### The task
Without the pictures, retype each line below exactly as it stands.

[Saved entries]
══════════
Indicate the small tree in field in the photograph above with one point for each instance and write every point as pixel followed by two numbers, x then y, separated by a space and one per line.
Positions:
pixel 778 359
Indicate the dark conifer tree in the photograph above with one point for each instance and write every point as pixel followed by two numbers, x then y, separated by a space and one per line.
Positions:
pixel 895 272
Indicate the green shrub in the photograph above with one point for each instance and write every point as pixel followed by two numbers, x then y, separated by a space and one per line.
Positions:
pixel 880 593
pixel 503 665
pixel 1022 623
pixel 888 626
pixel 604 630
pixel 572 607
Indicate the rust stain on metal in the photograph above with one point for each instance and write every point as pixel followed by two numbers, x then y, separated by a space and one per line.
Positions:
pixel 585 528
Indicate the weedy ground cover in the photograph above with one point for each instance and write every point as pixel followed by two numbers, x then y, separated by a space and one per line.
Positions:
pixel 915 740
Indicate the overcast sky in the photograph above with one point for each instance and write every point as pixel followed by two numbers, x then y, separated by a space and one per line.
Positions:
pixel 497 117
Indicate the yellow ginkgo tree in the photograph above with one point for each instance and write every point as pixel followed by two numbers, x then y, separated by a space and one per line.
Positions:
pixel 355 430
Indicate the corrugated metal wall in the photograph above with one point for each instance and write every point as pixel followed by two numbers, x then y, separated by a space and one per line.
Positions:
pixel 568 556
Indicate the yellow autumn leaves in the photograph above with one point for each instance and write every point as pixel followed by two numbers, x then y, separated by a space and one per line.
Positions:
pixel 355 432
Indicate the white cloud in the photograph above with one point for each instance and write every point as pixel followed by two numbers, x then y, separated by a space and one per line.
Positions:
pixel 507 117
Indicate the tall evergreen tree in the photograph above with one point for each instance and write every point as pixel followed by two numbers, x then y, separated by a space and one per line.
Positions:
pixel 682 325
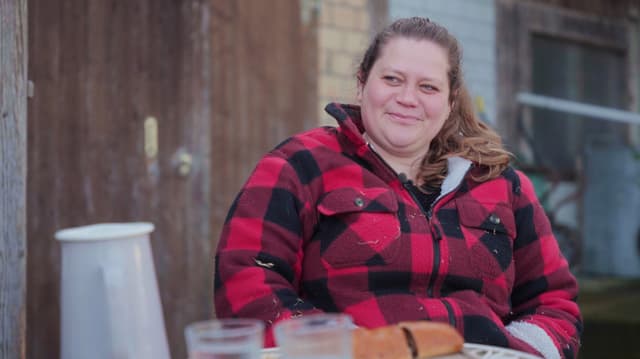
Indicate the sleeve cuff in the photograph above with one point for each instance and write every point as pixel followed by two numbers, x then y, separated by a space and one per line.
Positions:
pixel 536 337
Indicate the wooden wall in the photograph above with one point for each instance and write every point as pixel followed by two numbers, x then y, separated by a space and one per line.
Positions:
pixel 13 174
pixel 225 79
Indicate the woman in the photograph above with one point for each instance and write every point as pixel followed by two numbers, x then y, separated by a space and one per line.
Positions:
pixel 407 211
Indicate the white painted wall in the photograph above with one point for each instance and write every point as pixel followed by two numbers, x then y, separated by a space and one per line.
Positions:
pixel 473 23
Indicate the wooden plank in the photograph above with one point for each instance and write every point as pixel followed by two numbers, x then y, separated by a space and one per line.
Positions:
pixel 224 85
pixel 264 88
pixel 101 69
pixel 13 174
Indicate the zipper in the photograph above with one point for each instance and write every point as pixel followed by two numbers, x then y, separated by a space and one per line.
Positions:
pixel 429 214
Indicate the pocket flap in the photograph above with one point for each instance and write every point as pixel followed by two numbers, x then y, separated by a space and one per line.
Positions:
pixel 492 217
pixel 344 200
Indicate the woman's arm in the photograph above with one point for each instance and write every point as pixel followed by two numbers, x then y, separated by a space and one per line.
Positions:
pixel 543 299
pixel 259 255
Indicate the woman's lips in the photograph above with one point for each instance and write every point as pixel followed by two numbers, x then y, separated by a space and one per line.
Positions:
pixel 403 118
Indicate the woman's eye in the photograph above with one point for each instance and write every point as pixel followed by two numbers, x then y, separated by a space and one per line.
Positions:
pixel 391 79
pixel 429 88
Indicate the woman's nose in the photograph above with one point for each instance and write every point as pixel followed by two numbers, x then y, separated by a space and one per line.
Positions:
pixel 407 96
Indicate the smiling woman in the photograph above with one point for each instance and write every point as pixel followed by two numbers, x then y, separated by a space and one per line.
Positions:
pixel 405 101
pixel 407 211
══════════
### Exercise response
Indicate the small tree in field in the photograph above with one point for each instance and write every point as pixel followed by two numbers, x then y, separated by a space and one per line.
Positions:
pixel 778 359
Indicate the dark conifer tree in the photograph above with one point for each instance and write every point as pixel followed by two numbers, x then y, separated by a space and one per line.
Positions:
pixel 895 272
Indicate the green shrub in the photograph above with one point for each instance and write every point as pixel followed by two numbers, x then y, separated by a space and one per line.
Positions:
pixel 880 593
pixel 503 665
pixel 1022 623
pixel 888 626
pixel 604 630
pixel 572 607
Indicate the rust stain on metal in the photograph above with one point for each instance and write every point as pixel followed by two numbers, x then y, separated by a space and one per line.
Positions:
pixel 585 528
Indicate the weedy ground cover in the photograph above with one point for each instance and write every point as pixel followed by two numbers, x then y, separated by a space and one per line.
Positions:
pixel 915 740
Indicate the overcast sky in the photograph above with one point for each instance and write every point as pixel followed by two numbers, x then y, separated by a space and one per line.
Positions:
pixel 497 117
Indicate the yellow ginkgo tree in the photograph above with one point for each instance and write every point as pixel followed by two numbers, x then y, separated by a space and one per line.
Positions:
pixel 355 430
Indicate the corrugated metal wall in the photograph above with one point for each instance and write every point as pixel followed by two numbers, x then y, separated by a space and one per line.
Positions:
pixel 568 556
Indicate the yellow autumn leaves in the photograph above with one point for each instance and write every point as pixel followed by two numbers, x then y, separated by a space and one per line.
Positions:
pixel 355 432
Indicate the white cloud in the photograph above with one point for each instance and write every point as pixel followed by two numbers, x then y, separated by a space and one per line.
Positions:
pixel 507 117
Indicate the tall evergreen tree in the photograph above with one point for each instance and write every point as pixel followed by two numbers, x then y, separated by a space and one per line.
Positions:
pixel 682 325
Indicate the sleeve cuff in the photograph above with one point for each instance and write every point as pixel followed by two numbers, x then y, separated by a space and one per line.
Positions:
pixel 536 337
Indicate the wooden wall in the photograph above with one point for each instance and write every point as pixel followed by two numbers, x then y, separated by a space and one per line.
Positions:
pixel 13 174
pixel 225 79
Indicate the woman in the photograph above with one point for each instance and write every point as pixel followed by two numbers, x then y, separated by a space and one per line.
Positions:
pixel 407 211
Indicate the white painted wall in the photograph above with one point for each instance and write every point as pixel followed by two numbers, x then y, separated by a space and one per line.
Positions:
pixel 473 23
Indicate the wooden plank in the photograph above with one point for each instance and write every point as pixel followed by two numbers, x then y, separated by a space and one per line.
Positions:
pixel 224 85
pixel 264 88
pixel 101 69
pixel 13 174
Indicate the zipper in the photograph above with one point for each instance and write every point as pixel followed by two numbers, x then y, separated by a space and one per line.
Positions:
pixel 429 214
Indicate the pocket flap in the photograph above with one point for each instance and write every point as pixel followed by two numbers, x then y, separated by a space and one per line.
Positions:
pixel 492 217
pixel 344 200
Indicate the woman's arm in the photograph above with one point for each instance and write every point as pixel followed by two numbers, x then y, separated by a space and one per line.
Positions:
pixel 543 299
pixel 259 255
Indicate the woman's lips in the photograph above with one point for each instance and write every point as pixel followed by two numbers, x then y, separated by a space and one per line.
Positions:
pixel 403 118
Indicate the woman's eye in the photograph above with one point for each instance and write every point as pixel followed by two numbers, x then y, separated by a space and one per line.
Positions:
pixel 391 79
pixel 429 88
Indicate the woman's nose in the photograph above with one point for each instance and write every point as pixel followed by two numbers, x then y, separated by a space and one per line.
Positions:
pixel 407 96
Indicate the smiling woman in the photograph above with one point for each instance and write every point as pixel followed by two numbers, x then y, separated by a space and one per line.
Positions:
pixel 405 101
pixel 407 211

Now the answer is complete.